### WHAT YOU HAVE TO DO
Go over the data and keep only the lines that include "utility".

### INPUT MATERIAL
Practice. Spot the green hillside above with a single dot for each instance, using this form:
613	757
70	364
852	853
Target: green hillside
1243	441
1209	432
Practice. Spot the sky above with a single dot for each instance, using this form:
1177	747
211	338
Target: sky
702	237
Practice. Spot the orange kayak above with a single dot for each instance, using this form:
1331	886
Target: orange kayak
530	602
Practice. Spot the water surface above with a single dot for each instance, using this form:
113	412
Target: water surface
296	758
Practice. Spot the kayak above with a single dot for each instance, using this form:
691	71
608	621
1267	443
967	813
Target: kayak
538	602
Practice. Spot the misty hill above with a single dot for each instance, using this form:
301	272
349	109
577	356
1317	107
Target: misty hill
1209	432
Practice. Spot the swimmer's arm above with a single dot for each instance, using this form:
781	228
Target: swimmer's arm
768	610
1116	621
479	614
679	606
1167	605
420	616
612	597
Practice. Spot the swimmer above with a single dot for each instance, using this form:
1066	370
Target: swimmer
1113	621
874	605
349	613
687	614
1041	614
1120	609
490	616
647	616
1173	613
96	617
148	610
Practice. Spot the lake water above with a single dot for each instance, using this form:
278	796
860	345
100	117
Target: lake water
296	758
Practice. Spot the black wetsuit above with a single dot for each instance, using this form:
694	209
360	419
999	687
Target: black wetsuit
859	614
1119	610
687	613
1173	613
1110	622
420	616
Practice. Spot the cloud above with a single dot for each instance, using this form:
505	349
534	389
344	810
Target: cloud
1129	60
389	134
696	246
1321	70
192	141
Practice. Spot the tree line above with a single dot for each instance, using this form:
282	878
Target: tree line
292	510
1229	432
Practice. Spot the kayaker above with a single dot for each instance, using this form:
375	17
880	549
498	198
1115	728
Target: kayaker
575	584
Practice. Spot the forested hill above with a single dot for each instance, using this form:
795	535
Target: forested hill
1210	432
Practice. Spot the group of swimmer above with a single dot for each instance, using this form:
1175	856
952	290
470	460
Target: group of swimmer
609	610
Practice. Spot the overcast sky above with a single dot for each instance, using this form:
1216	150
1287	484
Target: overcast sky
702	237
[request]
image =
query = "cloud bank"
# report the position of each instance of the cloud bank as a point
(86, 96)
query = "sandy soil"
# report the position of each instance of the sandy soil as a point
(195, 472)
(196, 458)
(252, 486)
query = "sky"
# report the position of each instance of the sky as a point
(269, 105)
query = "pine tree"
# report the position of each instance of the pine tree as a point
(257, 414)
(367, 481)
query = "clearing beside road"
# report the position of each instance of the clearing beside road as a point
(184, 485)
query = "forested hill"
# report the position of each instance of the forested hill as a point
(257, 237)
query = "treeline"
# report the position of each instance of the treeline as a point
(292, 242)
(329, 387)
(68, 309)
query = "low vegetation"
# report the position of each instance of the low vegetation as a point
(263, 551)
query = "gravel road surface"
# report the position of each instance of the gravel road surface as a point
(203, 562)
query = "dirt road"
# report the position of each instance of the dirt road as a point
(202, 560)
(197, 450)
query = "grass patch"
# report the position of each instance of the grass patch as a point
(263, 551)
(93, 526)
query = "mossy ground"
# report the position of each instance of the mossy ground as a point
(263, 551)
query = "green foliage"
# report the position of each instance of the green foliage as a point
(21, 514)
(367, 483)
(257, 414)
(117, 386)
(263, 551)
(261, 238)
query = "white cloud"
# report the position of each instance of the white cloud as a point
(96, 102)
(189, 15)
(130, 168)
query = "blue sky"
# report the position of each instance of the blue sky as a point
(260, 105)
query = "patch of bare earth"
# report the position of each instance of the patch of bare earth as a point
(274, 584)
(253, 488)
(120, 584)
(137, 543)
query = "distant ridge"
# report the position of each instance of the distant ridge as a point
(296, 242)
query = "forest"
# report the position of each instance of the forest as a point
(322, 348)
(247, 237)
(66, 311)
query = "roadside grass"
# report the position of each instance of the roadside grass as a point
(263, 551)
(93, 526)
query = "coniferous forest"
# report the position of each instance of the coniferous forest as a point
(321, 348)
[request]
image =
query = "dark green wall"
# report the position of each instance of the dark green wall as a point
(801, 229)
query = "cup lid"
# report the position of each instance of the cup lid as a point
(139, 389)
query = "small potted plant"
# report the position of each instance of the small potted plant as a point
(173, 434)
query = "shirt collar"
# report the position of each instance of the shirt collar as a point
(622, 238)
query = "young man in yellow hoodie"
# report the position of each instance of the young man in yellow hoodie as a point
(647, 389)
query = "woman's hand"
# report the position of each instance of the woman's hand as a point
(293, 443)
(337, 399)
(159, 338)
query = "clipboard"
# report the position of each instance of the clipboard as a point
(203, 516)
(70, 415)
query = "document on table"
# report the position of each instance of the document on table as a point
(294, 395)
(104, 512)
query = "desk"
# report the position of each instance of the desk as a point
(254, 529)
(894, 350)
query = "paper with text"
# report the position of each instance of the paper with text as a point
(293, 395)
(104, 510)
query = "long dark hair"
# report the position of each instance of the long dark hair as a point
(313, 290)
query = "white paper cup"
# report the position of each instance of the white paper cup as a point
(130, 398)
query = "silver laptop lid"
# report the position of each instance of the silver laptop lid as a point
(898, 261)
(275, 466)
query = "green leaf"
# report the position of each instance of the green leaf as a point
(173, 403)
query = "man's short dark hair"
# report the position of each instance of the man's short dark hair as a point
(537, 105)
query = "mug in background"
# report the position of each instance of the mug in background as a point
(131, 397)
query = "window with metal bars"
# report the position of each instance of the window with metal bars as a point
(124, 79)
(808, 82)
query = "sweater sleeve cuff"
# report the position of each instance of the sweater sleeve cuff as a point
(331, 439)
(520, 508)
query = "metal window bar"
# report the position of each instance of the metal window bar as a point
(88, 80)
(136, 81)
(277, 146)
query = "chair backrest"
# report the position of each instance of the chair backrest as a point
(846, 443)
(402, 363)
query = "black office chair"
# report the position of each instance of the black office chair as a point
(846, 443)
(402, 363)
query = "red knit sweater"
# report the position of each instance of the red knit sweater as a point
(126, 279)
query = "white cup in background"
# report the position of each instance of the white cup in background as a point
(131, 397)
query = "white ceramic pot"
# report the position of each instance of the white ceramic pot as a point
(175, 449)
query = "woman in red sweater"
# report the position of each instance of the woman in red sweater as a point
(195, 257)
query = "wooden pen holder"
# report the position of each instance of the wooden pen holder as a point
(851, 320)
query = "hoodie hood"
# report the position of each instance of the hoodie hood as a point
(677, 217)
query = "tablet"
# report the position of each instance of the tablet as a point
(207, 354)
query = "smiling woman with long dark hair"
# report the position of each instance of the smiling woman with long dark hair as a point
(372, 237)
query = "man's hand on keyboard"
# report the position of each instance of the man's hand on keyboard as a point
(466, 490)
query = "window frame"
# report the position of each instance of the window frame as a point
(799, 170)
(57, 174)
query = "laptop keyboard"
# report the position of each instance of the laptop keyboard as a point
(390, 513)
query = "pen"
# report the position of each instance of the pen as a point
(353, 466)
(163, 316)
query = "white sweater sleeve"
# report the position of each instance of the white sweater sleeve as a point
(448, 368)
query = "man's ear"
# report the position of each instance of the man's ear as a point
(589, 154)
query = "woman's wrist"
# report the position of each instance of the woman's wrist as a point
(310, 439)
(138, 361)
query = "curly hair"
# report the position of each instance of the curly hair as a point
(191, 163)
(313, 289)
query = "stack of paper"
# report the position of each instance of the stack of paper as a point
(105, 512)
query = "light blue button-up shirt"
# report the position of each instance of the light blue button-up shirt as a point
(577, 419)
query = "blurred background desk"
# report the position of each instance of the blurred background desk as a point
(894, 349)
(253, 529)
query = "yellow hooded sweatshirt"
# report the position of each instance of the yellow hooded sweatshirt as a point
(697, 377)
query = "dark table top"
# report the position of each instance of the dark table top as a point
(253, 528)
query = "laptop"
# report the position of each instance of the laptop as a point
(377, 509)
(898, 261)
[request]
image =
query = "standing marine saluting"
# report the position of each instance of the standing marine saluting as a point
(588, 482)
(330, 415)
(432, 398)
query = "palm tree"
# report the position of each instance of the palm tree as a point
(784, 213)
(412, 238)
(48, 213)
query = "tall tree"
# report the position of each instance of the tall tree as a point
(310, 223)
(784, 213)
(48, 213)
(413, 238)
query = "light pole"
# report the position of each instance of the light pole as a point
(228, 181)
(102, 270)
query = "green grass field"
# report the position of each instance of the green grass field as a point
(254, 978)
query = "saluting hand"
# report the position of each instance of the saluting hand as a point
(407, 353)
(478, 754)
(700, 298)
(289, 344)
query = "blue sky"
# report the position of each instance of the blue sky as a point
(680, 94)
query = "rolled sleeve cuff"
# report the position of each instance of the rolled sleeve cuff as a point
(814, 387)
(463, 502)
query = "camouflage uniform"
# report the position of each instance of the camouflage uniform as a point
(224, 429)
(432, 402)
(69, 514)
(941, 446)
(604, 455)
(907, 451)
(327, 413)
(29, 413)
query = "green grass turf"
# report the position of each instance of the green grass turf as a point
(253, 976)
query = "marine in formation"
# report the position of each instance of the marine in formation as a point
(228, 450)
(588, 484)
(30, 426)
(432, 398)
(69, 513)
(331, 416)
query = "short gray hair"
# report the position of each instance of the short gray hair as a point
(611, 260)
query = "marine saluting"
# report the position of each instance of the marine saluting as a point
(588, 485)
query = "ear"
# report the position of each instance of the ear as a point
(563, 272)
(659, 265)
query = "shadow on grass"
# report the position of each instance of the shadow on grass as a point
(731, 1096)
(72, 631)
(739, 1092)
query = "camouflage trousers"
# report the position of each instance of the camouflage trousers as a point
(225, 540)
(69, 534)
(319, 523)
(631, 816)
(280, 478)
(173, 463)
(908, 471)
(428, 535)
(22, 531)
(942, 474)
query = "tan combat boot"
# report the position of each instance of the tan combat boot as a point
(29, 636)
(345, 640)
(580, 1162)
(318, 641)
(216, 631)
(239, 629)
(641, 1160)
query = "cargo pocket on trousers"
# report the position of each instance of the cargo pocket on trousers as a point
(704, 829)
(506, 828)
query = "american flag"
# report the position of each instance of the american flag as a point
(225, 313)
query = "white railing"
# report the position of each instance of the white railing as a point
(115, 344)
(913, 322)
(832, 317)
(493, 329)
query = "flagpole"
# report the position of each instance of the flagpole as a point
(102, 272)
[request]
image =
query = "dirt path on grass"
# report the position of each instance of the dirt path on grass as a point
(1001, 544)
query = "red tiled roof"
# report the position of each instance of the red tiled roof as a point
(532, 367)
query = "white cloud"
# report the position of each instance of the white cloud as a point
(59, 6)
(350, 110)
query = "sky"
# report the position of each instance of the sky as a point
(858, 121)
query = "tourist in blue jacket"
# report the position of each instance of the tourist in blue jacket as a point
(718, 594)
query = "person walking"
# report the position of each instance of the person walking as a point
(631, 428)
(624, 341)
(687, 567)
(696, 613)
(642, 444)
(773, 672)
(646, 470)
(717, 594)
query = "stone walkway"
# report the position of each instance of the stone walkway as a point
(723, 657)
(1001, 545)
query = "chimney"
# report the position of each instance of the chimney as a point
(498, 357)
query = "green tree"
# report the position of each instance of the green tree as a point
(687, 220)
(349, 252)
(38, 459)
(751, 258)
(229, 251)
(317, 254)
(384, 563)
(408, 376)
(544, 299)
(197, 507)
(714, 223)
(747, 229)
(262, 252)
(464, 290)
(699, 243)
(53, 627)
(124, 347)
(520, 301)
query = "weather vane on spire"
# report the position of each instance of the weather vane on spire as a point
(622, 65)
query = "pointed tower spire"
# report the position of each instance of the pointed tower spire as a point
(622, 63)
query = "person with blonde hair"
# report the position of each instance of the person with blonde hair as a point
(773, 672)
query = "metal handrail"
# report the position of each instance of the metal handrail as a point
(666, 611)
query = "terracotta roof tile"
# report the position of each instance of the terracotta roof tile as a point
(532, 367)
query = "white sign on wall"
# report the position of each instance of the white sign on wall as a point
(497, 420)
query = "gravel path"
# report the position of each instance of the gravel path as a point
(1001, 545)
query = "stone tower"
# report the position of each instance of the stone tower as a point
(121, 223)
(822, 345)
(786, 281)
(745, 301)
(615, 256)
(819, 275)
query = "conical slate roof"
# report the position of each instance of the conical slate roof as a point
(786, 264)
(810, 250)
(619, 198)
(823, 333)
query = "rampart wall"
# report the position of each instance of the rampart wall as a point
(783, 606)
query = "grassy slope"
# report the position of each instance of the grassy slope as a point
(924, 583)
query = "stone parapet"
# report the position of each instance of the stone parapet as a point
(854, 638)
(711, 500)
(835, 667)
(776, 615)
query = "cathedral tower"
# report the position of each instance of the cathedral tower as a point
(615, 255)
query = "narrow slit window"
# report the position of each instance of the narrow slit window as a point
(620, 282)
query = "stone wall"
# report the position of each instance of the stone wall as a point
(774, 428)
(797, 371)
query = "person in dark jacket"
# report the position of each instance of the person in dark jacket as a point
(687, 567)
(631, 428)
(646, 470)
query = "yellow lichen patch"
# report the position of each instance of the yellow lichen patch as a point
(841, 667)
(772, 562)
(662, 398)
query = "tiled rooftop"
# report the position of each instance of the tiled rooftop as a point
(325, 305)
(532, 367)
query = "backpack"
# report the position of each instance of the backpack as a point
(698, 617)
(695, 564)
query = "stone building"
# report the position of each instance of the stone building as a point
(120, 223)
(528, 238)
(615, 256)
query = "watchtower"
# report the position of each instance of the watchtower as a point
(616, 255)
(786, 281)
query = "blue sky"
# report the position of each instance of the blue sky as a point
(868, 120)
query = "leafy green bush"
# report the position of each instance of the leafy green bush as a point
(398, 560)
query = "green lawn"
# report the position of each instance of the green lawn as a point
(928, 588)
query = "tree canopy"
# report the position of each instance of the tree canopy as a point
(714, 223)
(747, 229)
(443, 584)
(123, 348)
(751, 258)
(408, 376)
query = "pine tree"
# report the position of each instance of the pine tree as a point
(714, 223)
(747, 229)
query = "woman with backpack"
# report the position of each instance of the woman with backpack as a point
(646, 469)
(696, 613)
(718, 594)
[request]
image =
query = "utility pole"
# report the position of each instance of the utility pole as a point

### YOUR RESPONSE
query = "utility pole"
# report the position of each instance of the utility pole as a point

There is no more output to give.